━━ EXERCISE INPUT ━━
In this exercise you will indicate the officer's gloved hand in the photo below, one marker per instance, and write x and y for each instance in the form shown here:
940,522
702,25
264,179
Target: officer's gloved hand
━━━
SHORT PROBLEM » Please copy the items above word for word, keeping every line and number in its original order.

RESULT FOR THIS TASK »
In this exercise you will indicate the officer's gloved hand in the photo below, one marker per instance, and write x and y for each instance in the form shown here:
940,522
702,25
264,179
Target: officer's gloved hand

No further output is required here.